▶ [What you are asked to do]:
Scan the listing below. Copy each line that contains "black".

▶ [Material for this task]:
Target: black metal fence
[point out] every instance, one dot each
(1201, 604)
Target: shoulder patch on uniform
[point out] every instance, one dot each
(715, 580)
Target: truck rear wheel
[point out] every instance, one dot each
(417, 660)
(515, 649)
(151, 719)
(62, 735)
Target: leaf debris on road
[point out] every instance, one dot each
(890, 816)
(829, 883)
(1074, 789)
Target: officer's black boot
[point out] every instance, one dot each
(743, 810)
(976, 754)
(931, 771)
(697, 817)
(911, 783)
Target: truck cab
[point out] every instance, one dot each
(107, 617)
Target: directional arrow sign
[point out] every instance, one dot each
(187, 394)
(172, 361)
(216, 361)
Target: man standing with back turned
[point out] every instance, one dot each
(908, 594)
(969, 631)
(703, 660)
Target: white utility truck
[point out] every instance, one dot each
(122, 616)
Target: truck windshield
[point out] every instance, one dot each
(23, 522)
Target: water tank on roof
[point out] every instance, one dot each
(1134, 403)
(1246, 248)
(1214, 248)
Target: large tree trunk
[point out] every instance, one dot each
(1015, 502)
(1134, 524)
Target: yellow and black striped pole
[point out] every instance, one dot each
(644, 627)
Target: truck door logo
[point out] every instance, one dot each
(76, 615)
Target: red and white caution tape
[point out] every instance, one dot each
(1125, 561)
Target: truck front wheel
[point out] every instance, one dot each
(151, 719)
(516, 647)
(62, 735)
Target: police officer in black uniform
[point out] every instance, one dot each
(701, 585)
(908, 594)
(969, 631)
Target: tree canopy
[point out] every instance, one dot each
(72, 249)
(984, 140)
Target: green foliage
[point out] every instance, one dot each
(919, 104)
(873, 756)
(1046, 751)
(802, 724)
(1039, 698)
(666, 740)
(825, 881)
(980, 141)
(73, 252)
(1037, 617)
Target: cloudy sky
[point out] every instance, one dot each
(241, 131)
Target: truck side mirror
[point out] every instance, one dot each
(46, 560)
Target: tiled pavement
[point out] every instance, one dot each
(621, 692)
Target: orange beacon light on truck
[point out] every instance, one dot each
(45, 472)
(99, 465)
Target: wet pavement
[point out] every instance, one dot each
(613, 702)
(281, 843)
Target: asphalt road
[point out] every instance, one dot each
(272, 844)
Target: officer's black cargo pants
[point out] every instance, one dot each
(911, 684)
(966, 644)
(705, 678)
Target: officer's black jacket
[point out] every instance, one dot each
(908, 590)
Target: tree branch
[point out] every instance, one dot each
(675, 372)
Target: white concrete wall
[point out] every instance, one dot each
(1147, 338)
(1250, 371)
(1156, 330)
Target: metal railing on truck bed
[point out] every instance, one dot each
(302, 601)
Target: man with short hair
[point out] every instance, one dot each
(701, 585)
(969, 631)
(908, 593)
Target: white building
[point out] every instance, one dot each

▶ [Reply]:
Target: black metal fence
Target: officer's black boot
Target: yellow and black striped pole
Target: police officer in black uniform
Target: officer's black cargo pants
Target: officer's black jacket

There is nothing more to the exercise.